YOUR INSTRUCTIONS =
Update the records below, replacing every occurrence of "component" with "module" and leaving everything else unchanged.
··· EXERCISE DATA
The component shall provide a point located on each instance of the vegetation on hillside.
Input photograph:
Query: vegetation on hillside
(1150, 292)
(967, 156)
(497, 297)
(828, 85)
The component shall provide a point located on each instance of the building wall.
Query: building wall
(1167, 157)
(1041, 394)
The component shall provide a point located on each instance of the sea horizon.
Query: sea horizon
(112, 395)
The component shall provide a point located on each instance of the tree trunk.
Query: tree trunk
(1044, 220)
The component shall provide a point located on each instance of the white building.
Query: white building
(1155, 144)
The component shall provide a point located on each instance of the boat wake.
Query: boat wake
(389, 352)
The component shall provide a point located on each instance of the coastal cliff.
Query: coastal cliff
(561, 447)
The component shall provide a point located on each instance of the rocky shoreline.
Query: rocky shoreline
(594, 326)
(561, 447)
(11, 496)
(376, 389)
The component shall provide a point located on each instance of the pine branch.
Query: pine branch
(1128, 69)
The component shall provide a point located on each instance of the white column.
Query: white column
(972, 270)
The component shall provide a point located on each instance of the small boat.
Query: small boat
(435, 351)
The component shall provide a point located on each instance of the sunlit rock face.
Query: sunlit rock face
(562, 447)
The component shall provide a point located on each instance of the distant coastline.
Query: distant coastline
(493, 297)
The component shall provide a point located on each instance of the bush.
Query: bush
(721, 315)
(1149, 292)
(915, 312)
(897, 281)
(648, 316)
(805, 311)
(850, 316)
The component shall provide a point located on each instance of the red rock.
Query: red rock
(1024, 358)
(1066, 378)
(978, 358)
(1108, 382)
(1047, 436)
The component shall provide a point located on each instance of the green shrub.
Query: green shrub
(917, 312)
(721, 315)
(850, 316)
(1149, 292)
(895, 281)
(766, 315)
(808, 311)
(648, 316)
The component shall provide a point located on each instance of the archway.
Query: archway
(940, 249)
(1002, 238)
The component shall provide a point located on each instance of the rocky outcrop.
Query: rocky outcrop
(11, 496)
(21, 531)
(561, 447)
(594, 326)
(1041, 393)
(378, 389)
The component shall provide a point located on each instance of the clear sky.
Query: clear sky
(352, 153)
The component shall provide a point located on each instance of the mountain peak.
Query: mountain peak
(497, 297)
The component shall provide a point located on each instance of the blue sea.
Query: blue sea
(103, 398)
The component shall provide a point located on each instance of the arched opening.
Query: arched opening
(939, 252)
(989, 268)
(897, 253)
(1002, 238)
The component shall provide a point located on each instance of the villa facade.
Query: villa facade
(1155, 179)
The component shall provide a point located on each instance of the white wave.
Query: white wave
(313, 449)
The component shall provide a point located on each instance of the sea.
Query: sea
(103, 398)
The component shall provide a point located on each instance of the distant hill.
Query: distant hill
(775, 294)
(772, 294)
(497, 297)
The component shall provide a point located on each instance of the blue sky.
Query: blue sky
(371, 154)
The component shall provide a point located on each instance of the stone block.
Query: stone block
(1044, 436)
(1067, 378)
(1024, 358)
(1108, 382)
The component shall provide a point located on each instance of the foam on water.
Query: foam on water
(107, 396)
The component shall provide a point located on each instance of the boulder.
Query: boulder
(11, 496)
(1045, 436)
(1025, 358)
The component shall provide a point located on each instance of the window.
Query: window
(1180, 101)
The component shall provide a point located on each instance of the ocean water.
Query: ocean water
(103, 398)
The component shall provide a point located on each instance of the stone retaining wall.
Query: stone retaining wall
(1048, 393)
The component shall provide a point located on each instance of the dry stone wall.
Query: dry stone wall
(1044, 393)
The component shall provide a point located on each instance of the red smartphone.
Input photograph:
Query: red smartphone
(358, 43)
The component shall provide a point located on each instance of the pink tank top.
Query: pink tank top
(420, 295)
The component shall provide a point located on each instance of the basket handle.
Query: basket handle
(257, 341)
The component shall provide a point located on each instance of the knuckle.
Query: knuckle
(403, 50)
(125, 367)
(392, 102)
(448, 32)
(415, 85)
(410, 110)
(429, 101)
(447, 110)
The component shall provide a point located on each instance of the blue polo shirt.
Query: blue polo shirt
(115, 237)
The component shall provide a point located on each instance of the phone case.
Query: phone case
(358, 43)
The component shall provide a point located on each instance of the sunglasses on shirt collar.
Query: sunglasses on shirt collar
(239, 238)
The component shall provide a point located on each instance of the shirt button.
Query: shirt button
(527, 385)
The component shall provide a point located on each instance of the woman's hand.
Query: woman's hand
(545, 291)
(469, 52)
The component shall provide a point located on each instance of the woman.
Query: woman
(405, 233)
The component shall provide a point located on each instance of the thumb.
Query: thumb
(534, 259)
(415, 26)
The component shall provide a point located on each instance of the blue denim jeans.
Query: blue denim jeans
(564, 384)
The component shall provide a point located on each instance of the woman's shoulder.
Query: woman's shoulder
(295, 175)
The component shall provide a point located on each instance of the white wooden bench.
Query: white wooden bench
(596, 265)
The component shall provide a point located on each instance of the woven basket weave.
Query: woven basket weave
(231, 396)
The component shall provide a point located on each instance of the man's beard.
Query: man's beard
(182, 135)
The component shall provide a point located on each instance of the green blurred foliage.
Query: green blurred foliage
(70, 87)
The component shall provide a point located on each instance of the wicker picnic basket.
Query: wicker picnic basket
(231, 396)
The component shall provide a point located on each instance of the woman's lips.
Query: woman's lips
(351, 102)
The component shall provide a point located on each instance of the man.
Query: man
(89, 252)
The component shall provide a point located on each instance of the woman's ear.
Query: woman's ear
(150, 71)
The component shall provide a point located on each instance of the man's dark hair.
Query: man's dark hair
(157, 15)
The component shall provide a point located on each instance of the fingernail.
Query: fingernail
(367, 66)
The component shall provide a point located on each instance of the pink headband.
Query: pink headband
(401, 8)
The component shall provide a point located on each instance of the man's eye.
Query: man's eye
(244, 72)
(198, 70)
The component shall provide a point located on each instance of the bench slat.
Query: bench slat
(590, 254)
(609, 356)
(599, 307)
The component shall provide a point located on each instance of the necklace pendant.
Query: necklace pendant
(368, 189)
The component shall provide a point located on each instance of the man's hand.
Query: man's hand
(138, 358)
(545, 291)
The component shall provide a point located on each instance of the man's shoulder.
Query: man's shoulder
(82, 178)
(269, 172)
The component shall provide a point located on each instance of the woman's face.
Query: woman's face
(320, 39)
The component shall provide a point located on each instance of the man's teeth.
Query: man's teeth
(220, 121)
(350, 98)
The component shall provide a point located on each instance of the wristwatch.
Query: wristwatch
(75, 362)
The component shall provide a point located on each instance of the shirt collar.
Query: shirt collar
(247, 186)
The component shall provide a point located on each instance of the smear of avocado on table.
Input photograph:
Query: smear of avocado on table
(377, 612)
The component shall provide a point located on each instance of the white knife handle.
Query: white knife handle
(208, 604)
······
SOLVED PROBLEM =
The module shall provide a point located on each instance of the vegetation on hillside.
Input photograph:
Query: vegetation on hillside
(1150, 292)
(967, 156)
(497, 297)
(828, 85)
The module shall provide a point located on each instance of the building wall.
Query: building wall
(1167, 157)
(1041, 394)
The module shall provide a point located on each instance of the sea horizon.
Query: sea horizon
(112, 395)
The module shall provide a point located on each instance of the tree trunk.
Query: tree trunk
(1044, 220)
The module shall provide a point located on each instance of the white building.
Query: white building
(1155, 144)
The module shall provide a point located on each instance of the boat wake.
Query: boat wake
(389, 352)
The module shall provide a point located on each instance of the coastal cliff.
Query: coastal cliff
(561, 447)
The module shall provide a point located on each instance of the rocky shoreline.
Query: rocky shoreline
(594, 326)
(561, 447)
(11, 496)
(376, 389)
The module shall provide a point located on each instance of the pine branch.
Query: pine branch
(1128, 69)
The module shall provide a point located on each instance of the white column.
Query: white column
(972, 270)
The module shall provide a point located on each instance of the small boat.
Query: small boat
(435, 351)
The module shall provide a point located on each instance of the sunlit rock face.
Query: sunlit rock face
(562, 447)
The module shall provide a point located on each instance of the distant coastline.
Query: distant coastline
(493, 297)
The module shall provide a point located on each instance of the bush.
Query: bush
(721, 315)
(1149, 292)
(915, 312)
(897, 281)
(648, 316)
(805, 311)
(850, 316)
The module shall provide a point located on each instance of the red rock.
Query: red rock
(1024, 358)
(1066, 378)
(978, 358)
(1108, 382)
(1047, 436)
The module shall provide a point located on each instance of the green shrub.
Query: green shrub
(917, 312)
(721, 315)
(850, 316)
(1149, 292)
(895, 281)
(766, 315)
(808, 311)
(648, 316)
The module shall provide a point located on each instance of the archway.
Query: archway
(940, 249)
(1002, 238)
The module shall provide a point located on each instance of the rocky outcrop.
Query: rocky outcrop
(11, 496)
(21, 531)
(561, 447)
(594, 326)
(1041, 393)
(378, 389)
The module shall provide a point located on each instance of the clear sky.
Query: clear sky
(352, 153)
The module shall provide a point located on each instance of the mountain peak.
Query: mountain peak
(497, 297)
The module shall provide a point located on each instance of the blue sea.
Query: blue sea
(103, 398)
The module shall provide a point located on each instance of the arched opening.
Query: arched opening
(939, 252)
(989, 268)
(897, 253)
(1002, 238)
The module shall provide a point located on each instance of the villa facade.
Query: villa facade
(1155, 179)
The module shall provide a point located on each instance of the white wave.
Query: white wave
(313, 449)
The module shall provide a point located on each instance of the sea.
Query: sea
(103, 398)
The module shall provide a point located on each instance of the distant hill.
Query: distant hill
(775, 294)
(772, 294)
(497, 297)
The module shall provide a point located on each instance of the blue sky.
Query: blue sky
(371, 154)
The module shall provide a point located on each instance of the stone block.
Query: stone block
(1044, 436)
(1067, 378)
(1024, 358)
(1108, 382)
The module shall provide a point located on each instance of the foam on water.
Query: foam on water
(107, 396)
The module shall provide a point located on each instance of the boulder.
Query: boulder
(11, 496)
(1045, 436)
(1025, 358)
The module shall provide a point located on each instance of the window.
Query: window
(1180, 101)
The module shall provide a point located on each instance of the ocean water.
Query: ocean water
(103, 398)
The module shall provide a point located on each instance of the stone retaining wall.
Query: stone retaining wall
(1048, 393)
The module shall provide a point located on each instance of the dry stone wall.
Query: dry stone wall
(1044, 393)
The module shall provide a point located on each instance of the red smartphone.
Input photograph:
Query: red smartphone
(358, 43)
The module shall provide a point located on each instance of the pink tank top.
Query: pink tank top
(420, 295)
The module shall provide a point located on each instance of the basket handle.
Query: basket handle
(257, 341)
The module shall provide a point located on each instance of the knuckle.
Query: knuckle
(403, 50)
(125, 367)
(392, 102)
(448, 32)
(415, 85)
(410, 110)
(429, 101)
(447, 110)
The module shall provide a point located on each instance of the blue polo shirt.
Query: blue polo shirt
(115, 237)
The module shall provide a point located on each instance of the phone case.
Query: phone case
(358, 43)
The module shall provide a point located on each instance of the sunglasses on shirt collar.
Query: sunglasses on shirt collar
(239, 238)
The module shall provide a point located on each instance of the shirt button.
Query: shirt button
(527, 385)
The module shall provide a point located on each instance of the woman's hand.
Query: woman's hand
(545, 291)
(469, 52)
The module shall provide a point located on each instance of the woman.
Query: woman
(405, 233)
The module shall provide a point located on each instance of the thumb.
Query: thumb
(534, 259)
(415, 26)
The module shall provide a point located on each instance of the blue denim jeans.
Query: blue denim jeans
(564, 384)
The module shall provide a point located on each instance of the woman's shoulder.
Query: woman's shoulder
(295, 175)
The module shall provide a point located on each instance of the white wooden bench.
Query: white wooden bench
(596, 265)
The module shall provide a point located on each instance of the woven basket weave.
Query: woven basket weave
(231, 396)
The module shall provide a point located on each instance of the man's beard.
Query: man's beard
(182, 135)
The module shall provide a point located on each instance of the green blurred foliage.
Query: green blurred foliage
(70, 87)
The module shall provide a point located on each instance of the wicker picnic basket.
Query: wicker picnic basket
(231, 396)
The module shall provide a point located on each instance of the woman's lips.
Query: woman's lips
(351, 102)
The module shall provide a point located on each instance of the man.
Query: man
(89, 252)
The module shall provide a point located on each instance of the woman's ear.
Query: woman's ear
(150, 71)
The module shall provide a point located on each instance of the man's dark hair.
Query: man's dark hair
(157, 15)
The module shall provide a point located on each instance of the fingernail.
Query: fingernail
(367, 66)
The module shall provide a point located on each instance of the pink headband.
Query: pink headband
(401, 8)
The module shall provide a point located on each instance of the man's eye.
Query: man's eye
(244, 72)
(198, 70)
The module shall provide a point located on each instance of the bench slat.
Query: bench slat
(590, 254)
(609, 356)
(599, 307)
The module shall provide a point located on each instance of the necklace pendant.
Query: necklace pendant
(368, 189)
The module shall provide a point located on each instance of the man's hand.
Query: man's hand
(138, 358)
(545, 291)
The module shall provide a point located on each instance of the man's shoulder.
Query: man's shoulder
(82, 178)
(269, 172)
The module shall provide a point located on each instance of the woman's face.
Query: woman's face
(320, 39)
The module shall provide a point located on each instance of the man's teeth.
Query: man's teeth
(220, 121)
(350, 98)
The module shall provide a point located on each instance of the wristwatch.
Query: wristwatch
(75, 362)
The module shall provide a point located on each instance of the shirt collar.
Query: shirt collar
(247, 186)
The module shall provide a point located on each instance of the smear of avocado on table.
Input photograph:
Query: smear of avocado on table
(377, 612)
The module shall provide a point located on each instance of the white knife handle.
Query: white knife handle
(208, 604)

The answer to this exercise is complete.